#### [Text section]
━━━━━━

Students protest at Pomona College on October 7, 2024.
Students protest at Pomona College on October 7, 2024.

Two foundational principles of American law are colliding on college campuses across the country, and the Claremont Consortium is no exception. 


Title VI of the Civil Rights Act of 1964 prohibits discrimination based on race, color, or national origin at any institution receiving federal funding. It bans overt acts of discrimination and requires schools to prevent hostile environments that interfere with students' access to education. When a school fails to act, it risks federal investigation, loss of funding, and litigation.


The First Amendment prohibits government institutions from censoring or punishing speech simply because it is offensive, controversial, or politically unpopular. That includes student protests, political organizing, and speech that challenges prevailing views on race, religion, immigration, or foreign policy. Private schools are not typically bound by the First Amendment the way public institutions are, but in California, the Leonard Law changes that.


The Leonard Law extends First Amendment protections to private colleges and universities in the state, meaning all five Claremont Colleges are legally required to protect free speech to the same degree as public universities. In practice, both public and private universities have tried to navigate this by enforcing 'time, place, and manner' restrictions - rules that govern when, where, and how speech and protest can occur, applied universally regardless of the message. But when those rules are selectively enforced (if one group is allowed to encamp while another is not), or when the content of the speech is what actually drives the university's response, the legal problem begins.

━━━━━━

#### [Dataset records]

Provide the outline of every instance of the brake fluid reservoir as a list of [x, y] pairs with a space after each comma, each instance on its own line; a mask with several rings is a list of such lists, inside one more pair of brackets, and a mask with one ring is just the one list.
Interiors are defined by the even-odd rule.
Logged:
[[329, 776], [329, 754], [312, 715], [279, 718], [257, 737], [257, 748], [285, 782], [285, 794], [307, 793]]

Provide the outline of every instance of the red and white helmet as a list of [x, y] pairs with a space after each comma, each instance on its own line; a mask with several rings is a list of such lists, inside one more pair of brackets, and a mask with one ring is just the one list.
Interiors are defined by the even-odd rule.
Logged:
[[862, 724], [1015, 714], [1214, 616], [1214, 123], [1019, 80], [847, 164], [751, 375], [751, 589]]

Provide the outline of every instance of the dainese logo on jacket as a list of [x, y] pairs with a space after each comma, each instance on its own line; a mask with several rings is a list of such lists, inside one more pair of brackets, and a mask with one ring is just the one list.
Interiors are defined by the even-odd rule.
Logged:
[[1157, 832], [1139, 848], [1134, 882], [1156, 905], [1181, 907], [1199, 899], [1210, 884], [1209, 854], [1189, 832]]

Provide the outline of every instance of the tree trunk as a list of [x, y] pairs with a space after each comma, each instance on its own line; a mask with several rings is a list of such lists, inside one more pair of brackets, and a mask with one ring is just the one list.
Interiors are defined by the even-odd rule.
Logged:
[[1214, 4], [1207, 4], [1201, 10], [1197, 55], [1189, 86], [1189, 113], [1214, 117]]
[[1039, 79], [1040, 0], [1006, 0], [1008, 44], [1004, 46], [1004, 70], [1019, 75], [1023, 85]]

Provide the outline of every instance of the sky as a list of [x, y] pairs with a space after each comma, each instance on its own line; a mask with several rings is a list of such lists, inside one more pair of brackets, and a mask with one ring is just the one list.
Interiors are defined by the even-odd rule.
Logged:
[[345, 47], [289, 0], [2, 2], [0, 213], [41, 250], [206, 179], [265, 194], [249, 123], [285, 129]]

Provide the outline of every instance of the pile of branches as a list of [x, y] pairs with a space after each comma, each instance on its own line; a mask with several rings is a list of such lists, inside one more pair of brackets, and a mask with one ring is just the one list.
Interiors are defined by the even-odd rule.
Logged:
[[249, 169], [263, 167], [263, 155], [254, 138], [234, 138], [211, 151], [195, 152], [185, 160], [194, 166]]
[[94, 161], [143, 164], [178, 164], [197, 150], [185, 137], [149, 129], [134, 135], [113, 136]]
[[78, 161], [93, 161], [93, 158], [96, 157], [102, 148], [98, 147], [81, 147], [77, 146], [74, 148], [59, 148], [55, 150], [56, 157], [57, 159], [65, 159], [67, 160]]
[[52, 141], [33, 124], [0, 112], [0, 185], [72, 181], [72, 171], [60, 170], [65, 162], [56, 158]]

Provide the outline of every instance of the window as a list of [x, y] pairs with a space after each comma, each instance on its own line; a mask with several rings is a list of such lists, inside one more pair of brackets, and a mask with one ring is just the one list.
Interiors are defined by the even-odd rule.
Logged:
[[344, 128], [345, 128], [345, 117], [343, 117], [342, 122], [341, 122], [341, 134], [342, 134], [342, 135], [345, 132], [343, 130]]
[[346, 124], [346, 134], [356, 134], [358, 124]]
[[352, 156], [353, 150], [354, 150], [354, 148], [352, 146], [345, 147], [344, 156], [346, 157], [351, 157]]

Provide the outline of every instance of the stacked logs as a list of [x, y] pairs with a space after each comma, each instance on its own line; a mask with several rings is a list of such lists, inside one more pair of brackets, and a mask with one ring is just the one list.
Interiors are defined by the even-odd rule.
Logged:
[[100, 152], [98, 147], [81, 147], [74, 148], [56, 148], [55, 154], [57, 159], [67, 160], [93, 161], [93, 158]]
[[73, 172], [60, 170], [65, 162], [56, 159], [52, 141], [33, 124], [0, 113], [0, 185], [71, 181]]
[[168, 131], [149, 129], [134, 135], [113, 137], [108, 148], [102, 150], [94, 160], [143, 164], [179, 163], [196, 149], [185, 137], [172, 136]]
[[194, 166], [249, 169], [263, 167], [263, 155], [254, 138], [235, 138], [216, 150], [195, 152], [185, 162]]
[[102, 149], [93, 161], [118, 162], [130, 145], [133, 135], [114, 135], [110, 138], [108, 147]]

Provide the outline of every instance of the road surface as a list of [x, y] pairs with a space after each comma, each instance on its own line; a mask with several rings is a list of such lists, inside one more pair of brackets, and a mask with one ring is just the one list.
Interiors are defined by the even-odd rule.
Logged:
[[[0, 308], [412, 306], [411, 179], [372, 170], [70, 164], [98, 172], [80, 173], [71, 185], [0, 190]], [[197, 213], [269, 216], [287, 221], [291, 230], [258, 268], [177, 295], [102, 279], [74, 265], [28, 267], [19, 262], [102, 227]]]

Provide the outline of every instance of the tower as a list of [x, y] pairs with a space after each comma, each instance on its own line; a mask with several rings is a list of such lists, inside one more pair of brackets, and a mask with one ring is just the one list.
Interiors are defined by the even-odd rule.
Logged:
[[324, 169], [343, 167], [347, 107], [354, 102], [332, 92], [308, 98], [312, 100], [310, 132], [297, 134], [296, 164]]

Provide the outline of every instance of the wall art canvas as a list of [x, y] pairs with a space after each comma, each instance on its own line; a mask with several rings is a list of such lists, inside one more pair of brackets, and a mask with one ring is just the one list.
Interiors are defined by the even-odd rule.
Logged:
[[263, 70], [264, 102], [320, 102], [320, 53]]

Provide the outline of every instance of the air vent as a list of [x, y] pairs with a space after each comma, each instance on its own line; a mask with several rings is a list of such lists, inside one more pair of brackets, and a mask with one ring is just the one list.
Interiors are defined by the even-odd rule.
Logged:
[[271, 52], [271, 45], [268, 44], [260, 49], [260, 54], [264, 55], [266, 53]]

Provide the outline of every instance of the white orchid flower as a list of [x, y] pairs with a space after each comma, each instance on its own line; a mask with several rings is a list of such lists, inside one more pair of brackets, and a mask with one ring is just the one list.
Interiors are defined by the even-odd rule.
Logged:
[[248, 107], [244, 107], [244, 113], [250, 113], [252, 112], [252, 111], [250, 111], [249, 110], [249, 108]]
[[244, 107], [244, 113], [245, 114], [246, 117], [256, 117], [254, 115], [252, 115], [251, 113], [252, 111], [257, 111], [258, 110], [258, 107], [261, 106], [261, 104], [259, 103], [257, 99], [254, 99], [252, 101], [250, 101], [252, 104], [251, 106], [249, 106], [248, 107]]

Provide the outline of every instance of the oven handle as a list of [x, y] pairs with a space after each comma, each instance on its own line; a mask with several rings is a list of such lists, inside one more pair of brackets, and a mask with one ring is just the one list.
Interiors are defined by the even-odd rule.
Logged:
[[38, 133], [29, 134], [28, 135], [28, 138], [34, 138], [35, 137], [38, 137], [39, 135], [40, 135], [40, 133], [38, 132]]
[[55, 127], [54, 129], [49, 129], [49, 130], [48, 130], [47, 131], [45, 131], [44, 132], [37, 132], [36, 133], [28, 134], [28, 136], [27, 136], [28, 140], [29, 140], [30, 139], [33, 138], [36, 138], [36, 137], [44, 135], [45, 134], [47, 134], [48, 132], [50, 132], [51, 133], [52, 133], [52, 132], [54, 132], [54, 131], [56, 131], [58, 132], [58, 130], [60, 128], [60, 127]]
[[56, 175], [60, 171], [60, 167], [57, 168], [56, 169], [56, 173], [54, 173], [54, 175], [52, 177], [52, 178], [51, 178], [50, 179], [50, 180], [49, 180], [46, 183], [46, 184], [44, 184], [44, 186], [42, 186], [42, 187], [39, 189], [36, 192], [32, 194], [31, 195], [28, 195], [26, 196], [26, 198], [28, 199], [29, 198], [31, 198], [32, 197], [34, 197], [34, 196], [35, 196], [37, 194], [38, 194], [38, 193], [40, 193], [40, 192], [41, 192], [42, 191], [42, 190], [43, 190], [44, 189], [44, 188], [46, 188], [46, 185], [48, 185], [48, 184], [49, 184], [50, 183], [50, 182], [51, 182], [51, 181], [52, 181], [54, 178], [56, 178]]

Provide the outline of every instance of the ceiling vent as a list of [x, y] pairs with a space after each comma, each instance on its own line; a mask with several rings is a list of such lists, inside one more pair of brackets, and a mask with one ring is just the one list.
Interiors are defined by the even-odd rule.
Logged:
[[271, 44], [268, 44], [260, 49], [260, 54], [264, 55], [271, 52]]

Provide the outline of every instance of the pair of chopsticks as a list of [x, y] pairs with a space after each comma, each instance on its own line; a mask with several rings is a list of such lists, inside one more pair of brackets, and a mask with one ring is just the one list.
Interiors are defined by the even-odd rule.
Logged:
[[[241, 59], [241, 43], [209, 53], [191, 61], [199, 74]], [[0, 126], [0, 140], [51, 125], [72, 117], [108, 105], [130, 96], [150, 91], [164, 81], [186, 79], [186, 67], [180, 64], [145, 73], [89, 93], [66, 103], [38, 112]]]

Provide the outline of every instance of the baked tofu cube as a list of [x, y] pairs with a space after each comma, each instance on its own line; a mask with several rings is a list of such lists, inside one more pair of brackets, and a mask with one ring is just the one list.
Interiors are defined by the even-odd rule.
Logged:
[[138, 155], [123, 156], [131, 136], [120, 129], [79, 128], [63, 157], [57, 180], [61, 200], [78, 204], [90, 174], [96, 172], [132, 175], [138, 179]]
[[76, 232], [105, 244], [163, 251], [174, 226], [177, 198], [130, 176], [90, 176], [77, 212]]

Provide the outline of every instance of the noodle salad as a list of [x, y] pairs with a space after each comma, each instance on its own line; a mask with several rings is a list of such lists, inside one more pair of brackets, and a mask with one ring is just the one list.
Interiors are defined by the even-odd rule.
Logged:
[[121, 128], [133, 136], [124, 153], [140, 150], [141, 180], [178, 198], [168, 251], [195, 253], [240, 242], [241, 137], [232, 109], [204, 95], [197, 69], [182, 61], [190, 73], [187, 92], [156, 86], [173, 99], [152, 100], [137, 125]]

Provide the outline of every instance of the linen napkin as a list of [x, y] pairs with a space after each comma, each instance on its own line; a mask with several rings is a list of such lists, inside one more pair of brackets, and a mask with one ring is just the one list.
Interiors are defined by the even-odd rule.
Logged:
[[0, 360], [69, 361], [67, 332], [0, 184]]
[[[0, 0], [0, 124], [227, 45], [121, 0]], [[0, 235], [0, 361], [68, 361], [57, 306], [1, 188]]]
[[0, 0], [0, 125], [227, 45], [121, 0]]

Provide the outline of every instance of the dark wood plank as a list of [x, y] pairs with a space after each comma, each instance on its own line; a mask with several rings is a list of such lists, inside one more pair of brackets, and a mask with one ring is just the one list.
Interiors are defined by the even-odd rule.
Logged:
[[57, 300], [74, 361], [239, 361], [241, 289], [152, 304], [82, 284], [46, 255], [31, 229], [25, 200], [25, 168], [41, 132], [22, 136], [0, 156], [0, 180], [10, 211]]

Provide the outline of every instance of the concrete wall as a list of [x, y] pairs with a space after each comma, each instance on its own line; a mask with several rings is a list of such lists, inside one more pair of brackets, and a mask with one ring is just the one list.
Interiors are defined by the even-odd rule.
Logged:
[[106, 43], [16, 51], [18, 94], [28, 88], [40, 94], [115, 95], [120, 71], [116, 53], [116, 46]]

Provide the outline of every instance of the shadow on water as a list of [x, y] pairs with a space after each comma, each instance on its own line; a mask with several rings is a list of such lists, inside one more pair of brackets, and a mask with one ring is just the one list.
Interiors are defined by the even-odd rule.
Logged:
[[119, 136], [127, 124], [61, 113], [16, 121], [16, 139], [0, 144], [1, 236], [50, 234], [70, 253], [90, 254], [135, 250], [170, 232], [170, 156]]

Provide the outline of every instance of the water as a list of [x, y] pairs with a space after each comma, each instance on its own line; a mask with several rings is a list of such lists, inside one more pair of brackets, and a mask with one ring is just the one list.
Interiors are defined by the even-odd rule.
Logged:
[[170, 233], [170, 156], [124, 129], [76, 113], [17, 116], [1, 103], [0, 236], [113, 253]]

━━━━━━

#### [To be done]
- 1) Retype the passage on campus speech law word for word, beginning at the words "The First Amendment prohibits" and stopping after "Law changes that.".
- 2) Write what comes next in the passage on campus speech law, picking up after its final sentence.

#### [Written responses]
- 1)
The First Amendment prohibits government institutions from censoring or punishing speech simply because it is offensive, controversial, or politically unpopular. That includes student protests, political organizing, and speech that challenges prevailing views on race, religion, immigration, or foreign policy. Private schools are not typically bound by the First Amendment the way public institutions are, but in California, the Leonard Law changes that.

- 2)
Universities are caught in a bind that has no clean legal resolution. Enforce Title VI too aggressively, and you risk silencing protected speech. Enforce it too loosely, and students facing harassment are left without recourse, and the institution risks losing federal funding. 


This tension is now playing out in Claremont. Pomona is moving slowly to meet its federal obligations, and Scripps remains under investigation by the U.S. Department of Education’s Office for Civil Rights (OCR). 


The Pomona Settlement

In April 2024, the Louis D. Brandeis Center, the Anti-Defamation League (ADL), Hillel International, and the law firm Arnold & Porter filed a federal Title VI complaint against Pomona College. The complaint followed a series of campus incidents, including an April 2024 protest in which students stormed President Starr's office and refused to leave, resulting in 20 arrests, and other incidents of alleged antisemitism documented by the Independent. Six months later, on the one-year anniversary of the October 7 Hamas attacks, students occupied Carnegie Hall, zip-tied doors, injured an employee, and spray-painted graffiti on the walls. The complaint argued that Pomona failed to adequately address alleged antisemitism experienced by Jewish students in connection with these protests.


In December 2025, Pomona reached a resolution agreement with the organizations that filed the complaint, through a mediation process overseen by the OCR. Under the terms of the settlement, the college agreed to appoint a dedicated Title VI coordinator; consider the International Holocaust Remembrance Alliance (IHRA) definition of antisemitism when evaluating discrimination complaints; mandate annual Title VI training for all students, faculty, and staff; update its masking policy so that protesters could be asked to identify themselves to campus officials; and ban encampments.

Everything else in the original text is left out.